## Provided passage
# # # # #

So I want to know how many people actually look forward to the big holidays. And how many people live to regret it.
For every happy, cheesy, life-is-wonderful-and-everyone-in-our-family-loves-each-other-so-much movie there are ten about the dysfunctional, we-got-together-and-we're-just-glad-no-one-killed-anyone movies. Do you think this is just because Hollywood has a grim world view? I don't. In fact, I know it's not because I've experienced my share of holidays from hell.
There was the one when I was on the phone with my grandma telling her how much my Christmas presents sucked and found out my mom was on the other phone listening. (Yeah, I learned a lesson about gratitude that day. Through my mom's tears.)
There was the one when we were all around the Thanksgiving table and my brother in-law revealed to everyone at the table that our niece was conceived out of wedlock (she knew, others didn't). Very religious family; it was a big deal.

# # # # #

## Given records

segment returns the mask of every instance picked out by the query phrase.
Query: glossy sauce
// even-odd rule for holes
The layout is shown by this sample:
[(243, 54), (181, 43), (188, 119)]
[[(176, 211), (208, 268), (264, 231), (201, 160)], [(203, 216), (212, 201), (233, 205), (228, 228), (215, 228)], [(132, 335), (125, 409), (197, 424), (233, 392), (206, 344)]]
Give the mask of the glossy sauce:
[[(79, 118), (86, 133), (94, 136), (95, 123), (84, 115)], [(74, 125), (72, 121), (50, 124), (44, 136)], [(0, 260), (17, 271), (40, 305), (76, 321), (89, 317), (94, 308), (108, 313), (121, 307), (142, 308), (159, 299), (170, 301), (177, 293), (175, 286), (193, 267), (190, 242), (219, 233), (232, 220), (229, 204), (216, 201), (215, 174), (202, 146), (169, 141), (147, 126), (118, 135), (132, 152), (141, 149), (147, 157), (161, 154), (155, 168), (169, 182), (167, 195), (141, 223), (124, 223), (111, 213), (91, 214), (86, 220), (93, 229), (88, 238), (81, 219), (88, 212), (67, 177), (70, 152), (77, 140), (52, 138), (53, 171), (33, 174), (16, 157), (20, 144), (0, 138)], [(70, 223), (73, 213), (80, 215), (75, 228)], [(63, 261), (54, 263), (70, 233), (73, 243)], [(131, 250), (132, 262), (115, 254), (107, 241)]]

# # # # #

## What you should do
In the provided passage about holidays, could you rewrite the paragraph beginning "For every happy, cheesy" in no more than three short sentences, keeping its main points?

## Reply to the exercise
For every upbeat movie about a loving family holiday, there are ten about dysfunctional gatherings. The writer doesn't think this is because Hollywood has a grim world view. Having lived through several holidays from hell, the writer knows it isn't.